_EXTRACT TO READ_
-- Opening Marker --

Insanely Hairy Guy
– There's at least a few at every beach. You can usually spot them pretty easy from afar, he'll be the guy you think is being eaten alive by ants until you start to get closer. It's bad enough it's 90 degrees out but this man's practically got on an entire sweater. Watching this guy try to put on suntan lotion is like watching someone try and shampoo a hallway carpet, so stay away if you can.

Ridiculously Jacked Black Guy
– No matter where you are, there's always at least one. This is the kind of guy that if he wanted to, could probably squeeze you, or compress if you will, into a very small cube, but only if you went out of your way to anger him. Fun game: chug a beer with your friends. Whoever finishes last has to try and bury RJBG in the sand while he's taking a nap. Watch hilarity ensue!

Creepy Ice Cream Guy – Not the guy who works for the official snack stand, the guy who literally walks up and down the beach dragging his K-Mart mini cooler on wheels asking if people want to buy "cheap klondike bar". Avoid eye contact at all costs…that is unless you're really, REALLY hungry, of course.

Underdressed Old Person – Wrong in every possible way that something can be wrong. The last thing you need is to head out for some sun and relaxation just to find some bony, leathery senior flaunting his silver cotton candy out the sides of his neon yellow banana hammock. The best way to avoid seeing this guy is to arrive a little later in the afternoon, he'll be on his way to the nearest early senior dinner special by then.

Very Obese Woman – Not 'slightly pudgy' or 'could stand to lose a little', this woman is so large she gives FUPA a whole new meaning altogether. Due to excessive heat at the beach however, you usually won't encounter this group all too often.

-- Closing Marker --

_SOURCE DATA_

-- Opening Marker --

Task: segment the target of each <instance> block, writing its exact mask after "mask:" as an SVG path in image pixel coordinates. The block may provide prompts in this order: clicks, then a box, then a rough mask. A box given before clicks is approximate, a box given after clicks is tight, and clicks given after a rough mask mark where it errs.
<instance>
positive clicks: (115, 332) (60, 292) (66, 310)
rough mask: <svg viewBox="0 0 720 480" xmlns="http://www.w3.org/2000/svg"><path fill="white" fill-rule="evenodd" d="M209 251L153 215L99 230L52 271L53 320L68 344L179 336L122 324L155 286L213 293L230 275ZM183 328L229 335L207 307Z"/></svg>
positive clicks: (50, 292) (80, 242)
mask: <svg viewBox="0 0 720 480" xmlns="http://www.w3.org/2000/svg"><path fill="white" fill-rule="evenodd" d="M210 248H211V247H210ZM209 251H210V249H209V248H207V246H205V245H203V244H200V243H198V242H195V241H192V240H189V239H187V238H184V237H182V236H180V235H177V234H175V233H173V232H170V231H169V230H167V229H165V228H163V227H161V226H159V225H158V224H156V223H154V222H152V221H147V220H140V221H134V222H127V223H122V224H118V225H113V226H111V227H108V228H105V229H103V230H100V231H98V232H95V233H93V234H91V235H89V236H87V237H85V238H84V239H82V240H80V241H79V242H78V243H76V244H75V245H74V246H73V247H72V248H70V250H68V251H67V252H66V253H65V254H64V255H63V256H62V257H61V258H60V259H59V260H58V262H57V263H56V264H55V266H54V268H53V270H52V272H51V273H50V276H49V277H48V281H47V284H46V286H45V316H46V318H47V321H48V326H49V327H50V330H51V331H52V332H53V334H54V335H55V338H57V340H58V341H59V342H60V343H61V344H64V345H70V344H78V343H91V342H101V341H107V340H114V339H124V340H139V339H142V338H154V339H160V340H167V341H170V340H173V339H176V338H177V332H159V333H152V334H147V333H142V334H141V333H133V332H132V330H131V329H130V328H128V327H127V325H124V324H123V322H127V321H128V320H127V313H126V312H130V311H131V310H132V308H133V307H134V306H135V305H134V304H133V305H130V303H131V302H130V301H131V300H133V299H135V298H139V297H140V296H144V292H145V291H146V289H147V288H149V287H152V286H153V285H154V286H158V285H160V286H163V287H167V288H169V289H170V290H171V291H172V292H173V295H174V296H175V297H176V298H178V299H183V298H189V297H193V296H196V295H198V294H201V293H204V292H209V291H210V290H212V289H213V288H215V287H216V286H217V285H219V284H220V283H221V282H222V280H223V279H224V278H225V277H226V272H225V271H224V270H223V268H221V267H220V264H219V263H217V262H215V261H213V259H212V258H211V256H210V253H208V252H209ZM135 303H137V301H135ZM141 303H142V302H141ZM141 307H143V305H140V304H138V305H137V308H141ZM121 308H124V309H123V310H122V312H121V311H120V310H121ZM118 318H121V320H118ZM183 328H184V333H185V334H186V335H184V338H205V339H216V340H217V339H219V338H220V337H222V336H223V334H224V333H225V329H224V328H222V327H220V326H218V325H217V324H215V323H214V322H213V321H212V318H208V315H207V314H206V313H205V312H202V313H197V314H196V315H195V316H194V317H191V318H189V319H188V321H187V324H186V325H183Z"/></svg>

-- Closing Marker --

_ACTIVITIES_
[1] Echo the beach-types list word for word, everything from "Ridiculously Jacked Black" down to "hungry, of course.".
[2] In the beach-types list, why is arriving later in the afternoon recommended? Answer in one to three sentences.
[3] Go on with the beach-types list from its final sentence.
The rows have no role here.

_NUMBERED ANSWERS_
[1]
Ridiculously Jacked Black Guy
– No matter where you are, there's always at least one. This is the kind of guy that if he wanted to, could probably squeeze you, or compress if you will, into a very small cube, but only if you went out of your way to anger him. Fun game: chug a beer with your friends. Whoever finishes last has to try and bury RJBG in the sand while he's taking a nap. Watch hilarity ensue!

Creepy Ice Cream Guy – Not the guy who works for the official snack stand, the guy who literally walks up and down the beach dragging his K-Mart mini cooler on wheels asking if people want to buy "cheap klondike bar". Avoid eye contact at all costs…that is unless you're really, REALLY hungry, of course.

[2] Arriving later helps you avoid seeing the underdressed old person. By then he will be on his way to the nearest early senior dinner special.

[3]
Fully Clothed People
– This one is an extremely rare sighting. When you do see one however, you'll always feel the exact same feeling of complete and utter confusion. 97 degrees, intense humidity, and along comes this guy wearing every shred of clothing he could possibly drape over his body. Either they're completely insane, have a rare skin condition, or have bigger balls than anyone else on the planet (and are insane).

Hot Girl
– If they didn't go to the beach, then we wouldn't either…after all, you can always just enjoy the sun in your backyard or on the roof,right? Depending on where you are in the country, there will be at least a handful to a lot of Hot Girls showing off their stuff and getting a tan. Sit back, relax, and enjoy the show. Just remember, tucking under the waistband doesn't work nearly as well in a bathing suit. You know, just FYI.

Beach Bro
– They'll talk all yearlong about how soccer isn't a sport and totally for fags, but if there's a ball at the beach you can bet your ass they'll kick it around all damn day! Beach Bro's usually congregate and act tough around the 'Hot Girl' group but will always steer clear of RJBG. They may also be seen taking pictures with 'Underdressed Old Person'

Slow-Motion Lifeguards
– If you manage to catch a glimpse of this rare spectacle, you best have a camera ready because you're in for a treat. You won't see them nowadays as much as you used to, but there's a chance that if you swim way too far out and start splashing wildly, one might show up.
(note: Attempt to summon one through previously mentioned method at your own risk…if it pays off though, totally worth it)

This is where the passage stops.